Bagian Latihan:
1: Menurut penggalan teks tentang pandangan Zizek mengenai pandemi, dari negara mana filsuf itu berasal?
2: Tuliskan kembali secara persis bagian dari penggalan teks, mulai pada kata-kata yang memuat “Slavoj Zizek dalam” dan berhenti setelah “Semua dapat diinfeksi.”.

Slavoj Zizek dalam kumpulan artikel terbarunya “Pandemic!: Covid-19 Shakes The World” (2020), menyatakan optimismenya akan komunisme di tengah pandemi ini. Menurutnya, Covid-19 menunjukkan kondisi orisinil umat manusia yang paling sosialis, suatu momen di mana tak lagi melihat kelas. Semua kembali ke rumah, ke asal manusia itu sendiri.

Suasana sosialis itu terwujud dalam kerja sama untuk terbebas dari virus korona tak peduli apapun kelasnya. “We’re all in the same boat now” (kita berada di kapal yang sama sekarang) demikian panggil Zizek. Virus asal Cina itu menyerang membabi buta tanpa pandang bulu, tak peduli menteri, perdana menteri, pengusaha, ustad, ahli ibadah, dst. Semua dapat diinfeksi.

Fiilosof asal Slovenia itu menambahkan bahwa penangan Covid-19 tidak bisa diserahkan secara bebas sebagaimana sistem pasar bebas kepada individu-invidu. Tak ada tangan tuhan (invisible hand) yang akan menyelamatkan umat manusia dari wabah ini, kecuali negara harus hadir. Pendeknya, kehidupan sosialis-komunis adalah yang cocok pasca covid-19 ini berakhir. Benarkah demikian?

Cuplikan Data:
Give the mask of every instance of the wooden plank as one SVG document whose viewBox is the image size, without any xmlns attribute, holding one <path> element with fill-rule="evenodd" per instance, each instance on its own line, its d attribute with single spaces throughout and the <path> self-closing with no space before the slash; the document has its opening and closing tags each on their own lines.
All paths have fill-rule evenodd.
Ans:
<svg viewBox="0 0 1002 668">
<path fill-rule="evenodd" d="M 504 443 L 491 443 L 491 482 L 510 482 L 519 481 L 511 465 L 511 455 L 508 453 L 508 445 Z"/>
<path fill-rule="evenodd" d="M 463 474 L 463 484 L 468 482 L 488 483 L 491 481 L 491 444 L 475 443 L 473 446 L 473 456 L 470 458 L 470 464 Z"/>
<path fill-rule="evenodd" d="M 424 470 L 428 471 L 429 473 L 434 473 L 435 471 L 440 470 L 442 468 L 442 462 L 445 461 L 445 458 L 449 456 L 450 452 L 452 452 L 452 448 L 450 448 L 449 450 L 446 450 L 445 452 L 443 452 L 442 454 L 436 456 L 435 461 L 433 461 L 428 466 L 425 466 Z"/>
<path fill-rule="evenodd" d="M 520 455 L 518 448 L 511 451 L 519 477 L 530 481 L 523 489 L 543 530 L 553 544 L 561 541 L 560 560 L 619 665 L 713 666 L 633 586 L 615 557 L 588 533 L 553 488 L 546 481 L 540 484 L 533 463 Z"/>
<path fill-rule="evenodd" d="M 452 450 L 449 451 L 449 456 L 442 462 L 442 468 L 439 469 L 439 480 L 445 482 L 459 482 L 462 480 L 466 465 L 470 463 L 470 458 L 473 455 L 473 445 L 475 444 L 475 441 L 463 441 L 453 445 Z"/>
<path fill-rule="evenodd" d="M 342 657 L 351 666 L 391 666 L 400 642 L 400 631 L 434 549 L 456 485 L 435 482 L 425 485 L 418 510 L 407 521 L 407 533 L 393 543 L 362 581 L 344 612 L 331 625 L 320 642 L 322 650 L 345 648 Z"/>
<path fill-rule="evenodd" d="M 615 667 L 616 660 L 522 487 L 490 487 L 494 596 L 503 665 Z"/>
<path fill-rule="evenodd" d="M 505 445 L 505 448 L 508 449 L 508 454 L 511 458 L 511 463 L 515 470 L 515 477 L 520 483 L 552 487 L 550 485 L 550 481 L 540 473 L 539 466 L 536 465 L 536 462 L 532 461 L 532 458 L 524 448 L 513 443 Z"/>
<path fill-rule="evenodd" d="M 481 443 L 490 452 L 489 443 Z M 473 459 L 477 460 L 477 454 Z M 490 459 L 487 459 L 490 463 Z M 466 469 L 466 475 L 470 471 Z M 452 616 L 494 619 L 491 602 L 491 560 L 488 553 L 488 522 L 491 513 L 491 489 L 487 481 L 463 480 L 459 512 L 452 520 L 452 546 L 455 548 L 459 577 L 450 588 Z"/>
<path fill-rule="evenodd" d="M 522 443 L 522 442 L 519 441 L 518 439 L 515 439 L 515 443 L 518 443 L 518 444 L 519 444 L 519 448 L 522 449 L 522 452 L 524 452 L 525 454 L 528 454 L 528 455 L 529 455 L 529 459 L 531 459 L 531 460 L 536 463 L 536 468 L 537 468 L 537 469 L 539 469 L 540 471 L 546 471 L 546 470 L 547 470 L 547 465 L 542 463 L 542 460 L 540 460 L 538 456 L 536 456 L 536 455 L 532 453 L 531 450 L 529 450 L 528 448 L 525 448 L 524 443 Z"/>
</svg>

Hasil Berurutan:
1: Zizek berasal dari Slovenia.

2:
Slavoj Zizek dalam kumpulan artikel terbarunya “Pandemic!: Covid-19 Shakes The World” (2020), menyatakan optimismenya akan komunisme di tengah pandemi ini. Menurutnya, Covid-19 menunjukkan kondisi orisinil umat manusia yang paling sosialis, suatu momen di mana tak lagi melihat kelas. Semua kembali ke rumah, ke asal manusia itu sendiri.

Suasana sosialis itu terwujud dalam kerja sama untuk terbebas dari virus korona tak peduli apapun kelasnya. “We’re all in the same boat now” (kita berada di kapal yang sama sekarang) demikian panggil Zizek. Virus asal Cina itu menyerang membabi buta tanpa pandang bulu, tak peduli menteri, perdana menteri, pengusaha, ustad, ahli ibadah, dst. Semua dapat diinfeksi.